This exercise asks for the records to be retyped exactly as they read.

◆ ◆ ◆ ◆

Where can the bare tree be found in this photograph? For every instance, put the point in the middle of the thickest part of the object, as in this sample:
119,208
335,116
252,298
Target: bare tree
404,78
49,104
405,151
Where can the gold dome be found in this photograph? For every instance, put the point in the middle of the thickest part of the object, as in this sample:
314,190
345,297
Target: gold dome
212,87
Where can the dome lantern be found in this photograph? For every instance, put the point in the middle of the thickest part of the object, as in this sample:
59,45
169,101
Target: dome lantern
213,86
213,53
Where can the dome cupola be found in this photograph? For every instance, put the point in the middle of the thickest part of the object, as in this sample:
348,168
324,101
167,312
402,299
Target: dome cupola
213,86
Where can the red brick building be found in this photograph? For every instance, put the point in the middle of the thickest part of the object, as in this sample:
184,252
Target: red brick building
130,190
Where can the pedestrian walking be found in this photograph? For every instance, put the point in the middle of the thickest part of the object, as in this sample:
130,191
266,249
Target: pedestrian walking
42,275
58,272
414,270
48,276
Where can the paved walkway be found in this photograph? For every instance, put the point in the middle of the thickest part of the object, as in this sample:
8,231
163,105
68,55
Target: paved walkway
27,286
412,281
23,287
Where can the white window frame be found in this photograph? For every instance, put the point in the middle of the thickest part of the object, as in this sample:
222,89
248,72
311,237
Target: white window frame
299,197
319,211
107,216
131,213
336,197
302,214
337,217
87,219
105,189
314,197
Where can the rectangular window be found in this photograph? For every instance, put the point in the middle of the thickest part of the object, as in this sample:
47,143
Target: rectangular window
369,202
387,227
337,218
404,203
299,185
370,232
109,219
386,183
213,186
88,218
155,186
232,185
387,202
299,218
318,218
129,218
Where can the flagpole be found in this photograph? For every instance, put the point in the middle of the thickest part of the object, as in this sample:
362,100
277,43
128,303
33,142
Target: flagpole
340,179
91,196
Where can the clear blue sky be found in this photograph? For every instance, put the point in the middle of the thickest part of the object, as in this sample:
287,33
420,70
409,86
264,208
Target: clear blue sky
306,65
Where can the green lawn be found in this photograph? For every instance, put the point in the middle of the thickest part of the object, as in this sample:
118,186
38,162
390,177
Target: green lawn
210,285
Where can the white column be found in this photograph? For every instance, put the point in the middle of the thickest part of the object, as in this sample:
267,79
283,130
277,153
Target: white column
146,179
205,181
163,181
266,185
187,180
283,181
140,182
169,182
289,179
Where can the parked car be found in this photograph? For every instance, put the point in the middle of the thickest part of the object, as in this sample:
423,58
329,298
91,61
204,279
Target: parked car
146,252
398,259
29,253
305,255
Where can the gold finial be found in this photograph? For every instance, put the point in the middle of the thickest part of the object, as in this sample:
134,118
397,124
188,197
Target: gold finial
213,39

◆ ◆ ◆ ◆

ANSWER TO THE PROBLEM
Where can the bare tree be found in this photograph? For every instance, put the point in the middle of the thickest part of the object, as in this sample:
119,208
335,116
252,298
Target: bare tree
404,78
49,104
405,151
Where can the gold dome be found in this photograph? For every instance, put the point in the middle of the thickest part of the object, as in this sample:
314,190
345,297
Target: gold dome
212,87
Where can the dome lantern be found in this photograph? For every instance, put the point in the middle of the thickest part of the object, as in this sample:
59,45
169,101
Target: dome lantern
213,86
213,53
Where can the dome cupola be found in this photograph? For every instance, put the point in the middle of the thickest part of the object, as in this sample:
348,168
324,101
167,312
402,299
Target: dome cupola
213,86
Where can the red brick building be found in this photograph? For every instance, put the point in the middle of the thickest part of the object, as in this sample:
184,252
Target: red brick building
130,190
Where can the pedestrian walking be found in this photograph? For every instance, put the point in the middle of the thickest part of the object, as in this sample:
130,191
266,249
Target: pedestrian walking
42,275
58,272
414,270
48,276
Where can the paved walkway be found in this photograph? For every instance, put the point in the middle of the thickest part of the object, as in this sample:
8,231
163,105
68,55
Target: paved walkway
27,286
412,281
23,287
Where can the white window frame be found in this photograph? For every instance, put the point in the middle of the thickest part of the object, as in this sample:
222,89
248,72
311,237
Target: white window frame
299,197
319,211
107,216
131,213
336,197
302,214
337,217
87,219
105,189
314,197
Where can the rectangular window be found in this photograph? For every instance, put the point in the middle of the thickest part of the object, as in this sample:
47,143
Target: rectangular window
369,202
387,227
337,218
404,203
299,185
370,232
109,219
386,183
213,186
88,218
155,186
232,185
387,202
299,218
318,218
129,218
Where can the flagpole be found in this photograph? For every instance, put the point in the middle of the thickest part of the object, as in this sample:
362,100
277,43
128,303
33,142
Target: flagpole
340,179
91,196
Where can the clear blue sky be found in this photograph? For every instance, put the point in the middle of the thickest part of the object, as in this sample:
287,33
420,70
409,86
264,208
Target: clear blue sky
306,65
Where can the green lawn be found in this photograph? For every instance, put the point in the middle of the thickest part of the object, as in this sample:
118,186
38,162
390,177
Target: green lawn
210,285
Where can the white column be found in this photograph? For every instance, put the point in the middle of the thickest part of the object, as in this sample:
267,79
283,130
277,153
Target: white column
146,179
205,181
163,181
266,185
187,180
283,181
140,182
169,182
289,179
Where can the parked car be found in this photograph? For every instance, put the point in the middle of the thickest part of the object, as in this sample:
423,58
329,298
91,61
204,279
Target: parked car
146,252
398,259
29,253
305,255
Where can the gold finial be found in this photograph? For every instance, put the point in the middle of the thickest part of the object, as in this sample:
134,118
397,124
188,197
Target: gold finial
213,39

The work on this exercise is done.